*Exercise requirements:* Render each line of the items below as a string in a single JSON list, one string per line, skipping any blank lines.

Entries from a dataset
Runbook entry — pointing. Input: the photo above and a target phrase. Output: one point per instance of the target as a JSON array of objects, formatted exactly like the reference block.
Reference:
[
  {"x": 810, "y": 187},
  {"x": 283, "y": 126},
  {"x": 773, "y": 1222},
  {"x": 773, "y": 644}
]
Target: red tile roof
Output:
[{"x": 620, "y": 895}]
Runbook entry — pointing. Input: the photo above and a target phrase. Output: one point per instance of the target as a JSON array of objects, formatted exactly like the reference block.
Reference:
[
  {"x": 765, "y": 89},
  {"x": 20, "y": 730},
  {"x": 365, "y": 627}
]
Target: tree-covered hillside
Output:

*Task answer:*
[
  "Runbook entry — pointing. Input: the photo above and a target phrase. Output: one point per instance of the target as a JSON array of objects, formatted exactly like the reference block.",
  "Reference:",
  "[",
  "  {\"x\": 810, \"y\": 187},",
  "  {\"x\": 283, \"y\": 126},",
  "  {\"x\": 773, \"y\": 1222},",
  "  {\"x\": 773, \"y\": 644}",
  "]",
  "Target: red tile roof",
  "Output:",
  "[{\"x\": 620, \"y\": 895}]",
  "Runbook entry — pointing. Input: the photo above and a target phrase. Output: one point per instance of the target as a JSON array of objects, formatted exactly like the reference block.",
  "Reference:",
  "[",
  "  {\"x\": 765, \"y\": 89},",
  "  {\"x\": 20, \"y\": 730},",
  "  {\"x\": 365, \"y\": 627}",
  "]",
  "Target: tree-covered hillside",
  "Output:"
]